EXCERPT:

Children of the Corn V: Fields of Terror

Just this one and then three more exactly like it until we can move on to literally anything else and we’ll all live happily ever after and never eat corn again.

It’s not very nutrient-dense anyway, did you even look at those corn facts?

So as I said, Children of the Corn V: Fields of Terror is my second favorite CotC movie, an abbreviation I’m finally using that I encourage everyone to pronounce as “cotck” with a largely silent “t.” It’s my second favorite for a variety of reasons, not the least of which being that it has a fun cast, including Alexis Arquette, Eva Mendes, and David Carradine, and because it finally finally isn’t about people adopting these freaking murder children and then being murdered by them (well, mostly, anyway), but also because it has what’s possibly my favorite one-word sight-gag-based joke in any film ever. It’s not even a particularly funny joke. And it has nothing to do with children or corn. But it is MY FAVORITE joke, and I won’t let you insult it. I LOVE IT. We’ll get to it later.

We begin as we do in approximately 75% of horror films, with some Cool Teens lost in the middle of nowhere. Coincidentally, this also happens to be the middle of He Who Walks Behind the Rows territory, which, in this case, is lead by FREAKING DAVID CARRADINE who, you’ll notice, is an adult. He is, in fact, a creepy old man who has taken in some Gatlin Murder Children and claims to be the current incarnation of HWWBtR (okay so not everything lends itself to abbreviation, I’m trying). And yes, spoilers, this will go poorly for him, but not for the reasons you thiiiiiiink, ooooh so spooky and mysterious is the CotC! 

At this, Cool Girl Teen realizes that this is the cult that her brother joined, and she has to take advantage of this opportunity to save him, and not just because the cult children have destroyed their car and they are effectively trapped in Corntown the Third (or is this the fourth new corn-founded cult village? I’M LOSING MY MIND). She is finally able to meet with her brother, who is pissy because she’s not his real mom, and he announces that he is getting married to another Corn Child that he has already impregnated, because when your cult kills all adults, some icky shit has to go on to keep membership up.

DATASET EXCERPTS:
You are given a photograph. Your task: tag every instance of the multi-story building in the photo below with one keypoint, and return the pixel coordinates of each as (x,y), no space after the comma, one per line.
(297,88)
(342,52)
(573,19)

* * *

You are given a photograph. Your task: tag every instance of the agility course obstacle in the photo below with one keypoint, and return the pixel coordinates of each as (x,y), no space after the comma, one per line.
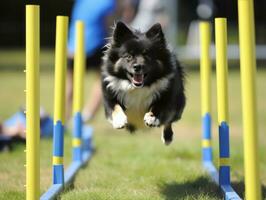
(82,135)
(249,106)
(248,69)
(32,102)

* * *

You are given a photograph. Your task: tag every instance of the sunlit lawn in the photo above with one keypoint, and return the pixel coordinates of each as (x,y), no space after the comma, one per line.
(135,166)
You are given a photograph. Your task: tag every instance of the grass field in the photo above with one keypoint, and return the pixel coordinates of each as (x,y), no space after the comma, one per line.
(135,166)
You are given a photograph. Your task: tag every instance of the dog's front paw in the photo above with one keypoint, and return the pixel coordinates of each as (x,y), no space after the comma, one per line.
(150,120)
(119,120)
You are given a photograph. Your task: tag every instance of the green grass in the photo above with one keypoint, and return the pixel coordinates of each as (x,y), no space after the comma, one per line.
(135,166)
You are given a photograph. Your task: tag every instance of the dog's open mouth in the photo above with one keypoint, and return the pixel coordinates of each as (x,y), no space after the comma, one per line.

SET OF TASKS:
a. Which three cast members does the Children of the Corn V review name?
b. Please carry on the Children of the Corn V review from its last sentence.

IN RESPONSE:
a. Alexis Arquette, Eva Mendes, and David Carradine.

b.
Gang.

This is when I get my joke.

My favorite joke.

The Cool Teens tool around looking for somewhere to stay and stumble upon an unoccupied shack that they decide will be their shelter until they either rescue Cool Girl Teen’s brother from the cult or until the next bus comes in a few days, whichever is more convenient. They start picking through cupboards when Cool Boy Teen finds a can shaped like Spam, looks at it, grins, and holds it facing the camera, smiling. He points at it and says “Smeat!” And the can indeed says SMEAT.

I FUCKING LOVE THIS JOKE FOR REASONS I CANNOT FULLY UNDERSTAND.

The first time I saw it I had to pause the movie and roll it back to check and see if the can label actually said FREAKING SMEAT. IT DOES. IT IS MY HERO.

I just love canned meat-based humor, guys.

Oh man….SMEAT!

The rest of the movie is also good, though not as good as Smeat. It more deeply covers the rituals of the CotC cult and their ritual sacrifices, as well as how they deal with babies (hint: with corn demons) and ends in a pretty epic bloodbath at a corn silo engulfed in the fires of Corn Hell. I’m not going to ruin it because it’s worth watching, relative to the other CotC movies at least, and because I peaked at Smeat so I’m sort of done writing now.

I give Children of the Corn V: Fields of Terror……..FIVE HORRORS, BUT REALLY THEY ARE ALL JUST FOR THE SMEAT JOKE. GOD I LOVE SMEAT.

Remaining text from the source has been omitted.